-- BEGIN --
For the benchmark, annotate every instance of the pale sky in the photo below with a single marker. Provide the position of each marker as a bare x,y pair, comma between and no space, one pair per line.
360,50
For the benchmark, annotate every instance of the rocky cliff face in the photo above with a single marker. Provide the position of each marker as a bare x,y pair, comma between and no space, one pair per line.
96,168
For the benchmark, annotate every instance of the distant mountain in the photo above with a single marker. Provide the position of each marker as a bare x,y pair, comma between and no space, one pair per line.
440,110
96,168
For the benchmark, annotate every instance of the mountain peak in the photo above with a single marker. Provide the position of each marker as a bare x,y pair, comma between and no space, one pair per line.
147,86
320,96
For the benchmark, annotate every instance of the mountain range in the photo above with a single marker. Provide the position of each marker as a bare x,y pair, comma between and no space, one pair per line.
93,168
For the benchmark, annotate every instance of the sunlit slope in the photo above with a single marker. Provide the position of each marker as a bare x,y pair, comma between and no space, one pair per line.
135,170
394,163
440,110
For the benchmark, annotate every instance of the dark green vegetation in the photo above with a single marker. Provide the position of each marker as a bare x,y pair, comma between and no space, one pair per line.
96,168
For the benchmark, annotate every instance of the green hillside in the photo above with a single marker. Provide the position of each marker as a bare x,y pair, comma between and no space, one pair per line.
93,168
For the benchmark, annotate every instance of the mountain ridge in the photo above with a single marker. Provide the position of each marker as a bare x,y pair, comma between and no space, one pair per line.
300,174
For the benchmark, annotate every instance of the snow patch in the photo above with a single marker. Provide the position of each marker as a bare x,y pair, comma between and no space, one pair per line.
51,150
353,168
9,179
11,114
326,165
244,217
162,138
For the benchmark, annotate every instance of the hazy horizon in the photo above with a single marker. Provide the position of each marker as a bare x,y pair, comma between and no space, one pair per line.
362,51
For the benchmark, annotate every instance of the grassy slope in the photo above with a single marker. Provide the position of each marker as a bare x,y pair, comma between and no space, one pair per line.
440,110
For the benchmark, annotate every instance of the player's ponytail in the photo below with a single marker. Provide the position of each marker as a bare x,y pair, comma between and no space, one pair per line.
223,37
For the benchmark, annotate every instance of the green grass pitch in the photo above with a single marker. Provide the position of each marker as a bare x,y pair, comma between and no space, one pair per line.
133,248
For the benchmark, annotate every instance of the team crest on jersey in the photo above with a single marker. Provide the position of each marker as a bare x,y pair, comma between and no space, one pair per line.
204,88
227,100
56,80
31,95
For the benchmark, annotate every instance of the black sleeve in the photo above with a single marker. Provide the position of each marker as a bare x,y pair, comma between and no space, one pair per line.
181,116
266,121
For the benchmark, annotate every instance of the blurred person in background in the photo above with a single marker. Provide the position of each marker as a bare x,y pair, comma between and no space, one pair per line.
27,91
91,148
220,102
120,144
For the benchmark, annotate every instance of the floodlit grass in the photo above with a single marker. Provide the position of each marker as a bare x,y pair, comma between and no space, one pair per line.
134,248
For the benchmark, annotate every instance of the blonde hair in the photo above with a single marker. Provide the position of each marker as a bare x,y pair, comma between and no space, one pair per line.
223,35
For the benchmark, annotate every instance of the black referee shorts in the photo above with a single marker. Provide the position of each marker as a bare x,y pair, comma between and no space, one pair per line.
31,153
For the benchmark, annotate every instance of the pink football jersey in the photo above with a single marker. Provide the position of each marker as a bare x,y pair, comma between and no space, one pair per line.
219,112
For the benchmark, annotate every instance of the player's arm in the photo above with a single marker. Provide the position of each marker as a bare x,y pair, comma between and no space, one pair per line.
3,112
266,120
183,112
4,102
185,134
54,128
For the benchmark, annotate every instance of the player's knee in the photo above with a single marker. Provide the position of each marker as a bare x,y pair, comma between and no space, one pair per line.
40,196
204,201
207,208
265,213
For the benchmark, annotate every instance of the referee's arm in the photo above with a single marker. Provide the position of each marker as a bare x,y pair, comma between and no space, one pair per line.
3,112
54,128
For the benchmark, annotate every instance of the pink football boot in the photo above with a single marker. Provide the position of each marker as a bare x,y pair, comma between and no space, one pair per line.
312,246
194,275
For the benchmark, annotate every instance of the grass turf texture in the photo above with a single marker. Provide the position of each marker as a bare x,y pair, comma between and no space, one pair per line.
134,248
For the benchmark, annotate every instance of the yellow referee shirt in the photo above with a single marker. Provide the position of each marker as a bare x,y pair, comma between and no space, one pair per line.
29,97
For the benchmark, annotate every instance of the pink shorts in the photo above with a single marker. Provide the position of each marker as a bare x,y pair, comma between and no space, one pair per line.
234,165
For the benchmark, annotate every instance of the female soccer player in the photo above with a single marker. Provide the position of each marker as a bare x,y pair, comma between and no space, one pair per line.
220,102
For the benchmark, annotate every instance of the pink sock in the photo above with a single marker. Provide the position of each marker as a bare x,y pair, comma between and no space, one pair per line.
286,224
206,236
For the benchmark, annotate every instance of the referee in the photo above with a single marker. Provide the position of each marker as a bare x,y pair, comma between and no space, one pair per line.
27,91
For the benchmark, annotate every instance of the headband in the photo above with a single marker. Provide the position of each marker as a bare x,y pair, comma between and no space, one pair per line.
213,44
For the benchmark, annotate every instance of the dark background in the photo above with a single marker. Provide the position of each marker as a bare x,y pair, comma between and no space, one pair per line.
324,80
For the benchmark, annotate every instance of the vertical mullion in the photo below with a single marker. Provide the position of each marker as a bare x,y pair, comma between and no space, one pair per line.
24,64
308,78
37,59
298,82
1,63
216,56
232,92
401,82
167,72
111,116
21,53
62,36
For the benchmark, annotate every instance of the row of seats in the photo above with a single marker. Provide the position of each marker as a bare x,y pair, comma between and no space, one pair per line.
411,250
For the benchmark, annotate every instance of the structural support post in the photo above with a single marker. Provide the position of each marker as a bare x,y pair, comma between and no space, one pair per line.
-- END --
■ PROBLEM DETAILS:
Give back the whole listing exactly as it reads.

■ THE SOLUTION:
For the benchmark, annotate every instance of the pale sky in the photo below with a single marker. Provide the position of each marker as a bare x,y pair, comma between and no space, one pair per line.
360,50
For the benchmark, annotate every instance of the rocky cliff face in the photo above with a single marker. Provide the position of each marker as a bare x,y pair, comma between and no space, one pair per line.
96,168
For the benchmark, annotate every instance of the distant mountain in the photo above with a single marker. Provide the position of each marker as a bare x,y pair, comma between and no space, one pair per line.
440,110
96,168
For the benchmark, annotate every instance of the mountain peak in the photo above with a single marker. Provide the position of each marker as a bare x,y pair, comma between and no space, one pair per line.
147,86
320,96
For the benchmark, annotate every instance of the mountain range in the photo above with a single marker. Provide the position of each marker as a bare x,y pair, comma between and no space, one pair per line.
93,168
For the benchmark, annotate every instance of the sunlit slope in the photo above with a single marker. Provide the position of each marker as a bare x,y pair, comma between and no space, one pair per line.
135,170
394,163
440,110
For the benchmark, annotate every instance of the dark green vegetation in the photo above with a single marker. Provide the position of each marker as a bare x,y pair, comma between and no space, one pair per line.
96,168
For the benchmark, annotate every instance of the green hillside in the photo above with a single marker. Provide the position of each marker as a bare x,y pair, comma between and no space, one pair per line.
93,168
For the benchmark, annotate every instance of the mountain ridge in the photo above with a single marker. Provide the position of each marker as a bare x,y pair, comma between and no space, one pair per line.
300,174
For the benchmark, annotate every instance of the snow patch in the photo above with a single marker. Provide the position of each marker as a bare x,y pair, comma between and no space, one pair per line.
51,150
353,168
9,179
11,114
326,165
244,217
162,138
For the benchmark, annotate every instance of the hazy horizon in the photo above with a single marker. Provide the position of each marker as a bare x,y pair, comma between and no space, one pair per line.
362,51
For the benchmark, annotate every instance of the grassy slope in the photo above with a single marker. Provide the position of each marker as a bare x,y pair, comma between and no space, one pair per line.
440,110
For the benchmark, annotate every instance of the player's ponytail in the photo below with a single marker. Provide the position of each marker as a bare x,y pair, comma between and no space, one pair per line.
223,37
For the benchmark, annotate every instance of the green grass pitch in the photo above with a single marker. Provide the position of each marker as a bare x,y pair, comma between and no space, one pair per line.
133,248
For the benchmark, annotate every instance of the team crest on jersey in the photo above with a single marker. Provide the position of each marker as a bare x,y pair, comma between and no space, one pair per line.
204,88
227,100
56,80
31,95
For the benchmark, annotate every instance of the black sleeve in the photo above with a single marker. Provide the position of each marker as a bare x,y pair, comma between and no space, one pair per line.
181,116
266,121
For the benchmark, annotate every instance of the blurred person in background in the photo above with a single marker. Provide the position of each marker as a bare x,y pair, comma between and no space, one pair per line.
27,91
91,148
220,102
120,144
For the benchmark, annotate every instance of the floodlit grass in the photo above with a single marker. Provide the position of each marker as a bare x,y pair, comma between and no space, one pair per line.
134,248
For the benchmark, annotate every instance of the blonde hair in the photo above with a single marker. Provide the position of each marker as a bare x,y pair, comma between and no space, one pair per line.
223,35
For the benchmark, annotate every instance of the black referee shorts in the photo above with a single marker. Provide the position of each marker as a bare x,y pair, comma between and no space, one pair per line.
31,153
For the benchmark, annotate every instance of the pink football jersey in the photo above with a single marker. Provide the position of each marker as a bare x,y pair, comma between and no space, one pair per line.
219,112
For the benchmark, annotate every instance of the player's arm in the photo above with a single marker. Provide the position of each marker as a bare x,y pair, comma between and no space, one pair per line.
3,112
266,120
183,112
4,102
185,134
54,128
For the benchmark, annotate every instance of the player's knee in the photo above with a single marker. Provide the position of each marker as a bare x,y pair, comma between and no space, one pair per line.
40,196
204,201
207,208
265,213
For the benchmark, annotate every instance of the referee's arm in the photo above with a single marker. Provide the position of each marker as a bare x,y pair, comma between and no space, one pair per line.
3,112
54,128
For the benchmark, annotate every instance of the pink football boot in the photo above with a single marker. Provide the position of each marker as a bare x,y pair, comma between and no space, one pair per line.
312,246
194,275
For the benchmark, annotate every instance of the grass turf texture in the photo above with a single marker. Provide the position of each marker as a bare x,y pair, comma between and no space, one pair per line.
134,248
For the benchmark, annotate every instance of the yellow referee shirt in the photo above with a single marker. Provide the position of each marker as a bare x,y pair, comma between and no space, one pair per line.
29,97
For the benchmark, annotate every instance of the pink shorts in the photo above with a single marker. Provide the position of each marker as a bare x,y pair, comma between and no space, one pair per line.
234,165
For the benchmark, annotate every instance of the female soccer player in the photo above with a single marker. Provide the position of each marker as a bare x,y pair, comma between and no space, one pair per line.
220,102
For the benchmark, annotate every instance of the pink sock in the photo above with a single marker. Provide the position of each marker as a bare x,y pair, comma between and no space, one pair per line.
286,224
206,236
For the benchmark, annotate every instance of the referee in the photo above with a single marker. Provide the position of each marker as a bare x,y pair, comma between and no space, one pair per line.
27,91
For the benchmark, annotate every instance of the headband in the photo above with a single marker. Provide the position of each marker as a bare x,y pair, comma between and no space, one pair per line.
213,44
For the benchmark, annotate every instance of the dark background in the photo above with a single marker. Provide the position of each marker as a bare x,y pair, comma between and no space, one pair per line.
324,80
For the benchmark, annotate every instance of the vertical mullion in the photo below with a single marker. Provide the position of each marker as a bare x,y pair, comma between and no space, one pair per line.
24,64
308,78
37,59
298,82
1,63
216,56
232,92
401,82
167,72
111,116
21,53
62,36
For the benchmark, annotate every instance of the row of seats in the photo above with a single marker. Provide the position of each marker as a bare x,y pair, comma between and no space, one pair per line.
411,250
For the benchmark, annotate every instance of the structural support post in the photo above with a single marker. Provide the position of each marker as a bare x,y pair, comma between and no space, one pair per line.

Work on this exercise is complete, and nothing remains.